Table 1. Characteristics of respondents, sample, and all german diabetologists

Table 2. Characteristics of respondents and non-respondents

Understandability of the questionnaire was good. 56/235 (24%) of respondents stated questions were easy to understand, 160/239 (68%) found them rather easy to understand, and 19/235 (8%) found them rather difficult. Nobody found questions difficult to understand.

1. Knowledge of influential factors

15% (35/232) and 23% (53/230) respondents who stated that meta-analyses and systematic reviews respectively have a strong or very strong influence on their therapeutic decision making, had no or only a rough understanding of the meaning of these types of articles.

2. Reading and influence of different article types

The rates of respondents, who stated that the different article types have strong or very strong influence on their therapeutic decision making, but do not read these articles were very low. Rates were 3% (7/235) for clinical trials, 0% (1/235) for systematic reviews/meta-analyses, and for narrative reviews there was no discrepancy.

3./4. Knowledge of the NNT and a fictitious term

16% (38/234) could explain the number needed to treat but could not explain absolute risk reduction (Table 3). Overall 7% (17/234) of the respondents allegedly had at least some understanding of the McNemar-Quality-Scale of which one stated that he/she could explain this scale to others (24 respondents (10%) reported that they knew the scale but did not understand it).

Table 3. Knowledge of the number needed to treat and absolute risk reduction*

5. Examining and reading the methods section of articles

Table 4 shows whether respondents who reported that they evaluated article-quality by examining the methods section actually read this part of an article. 13% (22/172) of responses were contradictory if they were interpreted strictly. Categorized in two groups (always/often and seldom/never) 8% (14/172) of contradictory responses remained.

Table 4. Examining and reading the methods section of articles*

Test for socially desired response bias

The median knowledge-score in the group positive for variable 4 (knowledge of the McNemar-Quality-Scale) was 10 (IQR: 8–11.5; range: 6–12; mode 10 and 12). In comparison the median knowledge-score of the other respondents was 6 (IQR: 4–8; range: 0–12; mode: 6). This difference was significant (Fisher's exact test: p = 0.001). A comparison of responses to the terms McNemar-Quality-Scale and Alpha-Error/Type-I-Error revealed that only 2 (12%) of the 17 respondents allegedly knew both terms. The difference to the responses negative to the McNemar-Quality-Scale (2/17 vs. 115/216) was significant (chi2 = 9.249; p = 0.002).

━━━━━━

PROBLEMS TO WORK ON:
(1) According to the survey results passage, what share of respondents found the questionnaire's questions rather difficult to understand?
(2) Reproduce word for word the part of the survey results passage from "15% (35/232) and" to "types of articles.".

[Collected data]
━━━━━━

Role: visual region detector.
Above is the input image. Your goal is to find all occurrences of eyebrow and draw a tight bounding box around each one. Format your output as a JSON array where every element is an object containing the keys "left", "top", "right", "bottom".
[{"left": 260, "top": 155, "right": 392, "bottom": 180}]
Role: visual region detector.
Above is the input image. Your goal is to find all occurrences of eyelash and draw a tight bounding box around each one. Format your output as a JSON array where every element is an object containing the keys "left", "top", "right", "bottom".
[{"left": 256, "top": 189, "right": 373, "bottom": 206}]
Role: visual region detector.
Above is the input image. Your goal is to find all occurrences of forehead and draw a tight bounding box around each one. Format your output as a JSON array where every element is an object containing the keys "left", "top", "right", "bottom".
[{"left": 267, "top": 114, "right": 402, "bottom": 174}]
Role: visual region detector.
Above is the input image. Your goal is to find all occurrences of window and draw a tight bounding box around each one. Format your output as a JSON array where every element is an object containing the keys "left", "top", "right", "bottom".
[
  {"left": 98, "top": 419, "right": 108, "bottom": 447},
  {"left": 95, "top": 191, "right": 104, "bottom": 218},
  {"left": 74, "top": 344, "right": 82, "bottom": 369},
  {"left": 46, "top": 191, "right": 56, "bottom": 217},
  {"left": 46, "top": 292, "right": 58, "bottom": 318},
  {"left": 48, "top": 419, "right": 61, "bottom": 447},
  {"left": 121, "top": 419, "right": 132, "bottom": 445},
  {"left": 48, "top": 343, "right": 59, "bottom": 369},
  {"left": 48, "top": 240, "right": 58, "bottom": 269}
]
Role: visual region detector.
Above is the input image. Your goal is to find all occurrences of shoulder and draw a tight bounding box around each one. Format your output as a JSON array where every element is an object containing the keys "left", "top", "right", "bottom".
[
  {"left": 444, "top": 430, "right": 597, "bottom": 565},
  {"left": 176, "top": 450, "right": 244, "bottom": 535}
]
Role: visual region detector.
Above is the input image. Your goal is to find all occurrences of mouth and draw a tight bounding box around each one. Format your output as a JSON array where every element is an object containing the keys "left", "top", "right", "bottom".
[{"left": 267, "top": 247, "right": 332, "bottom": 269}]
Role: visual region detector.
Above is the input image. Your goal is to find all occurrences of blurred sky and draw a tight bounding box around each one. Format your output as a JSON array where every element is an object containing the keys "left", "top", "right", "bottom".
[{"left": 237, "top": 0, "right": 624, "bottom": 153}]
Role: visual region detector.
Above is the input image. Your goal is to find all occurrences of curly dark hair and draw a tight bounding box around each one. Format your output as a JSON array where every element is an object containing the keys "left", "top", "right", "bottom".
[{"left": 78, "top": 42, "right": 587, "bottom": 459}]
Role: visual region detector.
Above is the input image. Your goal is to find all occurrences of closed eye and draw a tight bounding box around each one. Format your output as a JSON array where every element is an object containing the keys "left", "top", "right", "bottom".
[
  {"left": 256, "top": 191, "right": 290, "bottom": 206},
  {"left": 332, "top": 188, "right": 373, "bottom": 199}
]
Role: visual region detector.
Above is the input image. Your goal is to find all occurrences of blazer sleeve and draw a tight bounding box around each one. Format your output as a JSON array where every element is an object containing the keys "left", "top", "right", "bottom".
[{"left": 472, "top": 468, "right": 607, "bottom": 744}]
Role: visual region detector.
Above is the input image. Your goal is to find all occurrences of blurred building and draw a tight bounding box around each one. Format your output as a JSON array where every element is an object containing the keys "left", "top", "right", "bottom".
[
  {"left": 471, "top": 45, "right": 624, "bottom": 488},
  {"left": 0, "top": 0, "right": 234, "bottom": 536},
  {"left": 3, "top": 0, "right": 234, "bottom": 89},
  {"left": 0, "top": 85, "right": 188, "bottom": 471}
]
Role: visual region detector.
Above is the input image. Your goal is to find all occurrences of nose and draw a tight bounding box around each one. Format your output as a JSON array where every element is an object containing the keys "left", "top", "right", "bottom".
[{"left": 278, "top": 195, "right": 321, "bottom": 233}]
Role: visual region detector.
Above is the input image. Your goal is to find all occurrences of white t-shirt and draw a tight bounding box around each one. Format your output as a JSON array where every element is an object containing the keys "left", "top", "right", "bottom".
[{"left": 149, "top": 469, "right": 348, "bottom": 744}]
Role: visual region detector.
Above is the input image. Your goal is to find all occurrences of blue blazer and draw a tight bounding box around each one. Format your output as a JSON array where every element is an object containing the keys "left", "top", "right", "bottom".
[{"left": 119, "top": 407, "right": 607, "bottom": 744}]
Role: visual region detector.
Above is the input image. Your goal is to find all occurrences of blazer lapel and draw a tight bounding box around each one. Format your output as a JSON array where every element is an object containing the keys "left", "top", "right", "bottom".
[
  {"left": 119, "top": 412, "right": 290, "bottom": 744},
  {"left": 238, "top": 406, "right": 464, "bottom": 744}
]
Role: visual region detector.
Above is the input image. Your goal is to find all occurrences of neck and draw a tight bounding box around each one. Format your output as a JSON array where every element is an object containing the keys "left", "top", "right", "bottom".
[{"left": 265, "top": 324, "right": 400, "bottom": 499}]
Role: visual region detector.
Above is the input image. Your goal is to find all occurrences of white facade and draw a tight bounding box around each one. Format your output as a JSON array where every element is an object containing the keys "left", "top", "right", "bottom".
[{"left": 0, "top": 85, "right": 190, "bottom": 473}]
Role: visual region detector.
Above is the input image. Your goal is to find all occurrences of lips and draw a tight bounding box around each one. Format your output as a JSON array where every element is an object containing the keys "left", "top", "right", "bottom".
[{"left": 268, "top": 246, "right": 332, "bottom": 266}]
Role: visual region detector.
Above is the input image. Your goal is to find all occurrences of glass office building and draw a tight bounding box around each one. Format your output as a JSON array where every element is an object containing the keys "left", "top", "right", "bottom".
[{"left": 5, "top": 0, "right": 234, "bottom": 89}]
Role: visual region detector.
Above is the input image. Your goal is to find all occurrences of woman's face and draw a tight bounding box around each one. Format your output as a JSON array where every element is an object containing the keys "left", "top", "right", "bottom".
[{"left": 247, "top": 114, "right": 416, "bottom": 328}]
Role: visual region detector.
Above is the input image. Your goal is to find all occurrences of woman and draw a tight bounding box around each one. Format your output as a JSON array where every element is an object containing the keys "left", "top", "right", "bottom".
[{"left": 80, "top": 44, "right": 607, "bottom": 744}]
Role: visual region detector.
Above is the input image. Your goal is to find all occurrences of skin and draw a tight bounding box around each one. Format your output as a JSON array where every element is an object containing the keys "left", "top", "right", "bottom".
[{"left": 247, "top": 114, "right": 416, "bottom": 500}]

━━━━━━

PER-TASK OUTPUTS:
(1) 8% (19/235) of respondents found them rather difficult to understand.

(2)
15% (35/232) and 23% (53/230) respondents who stated that meta-analyses and systematic reviews respectively have a strong or very strong influence on their therapeutic decision making, had no or only a rough understanding of the meaning of these types of articles.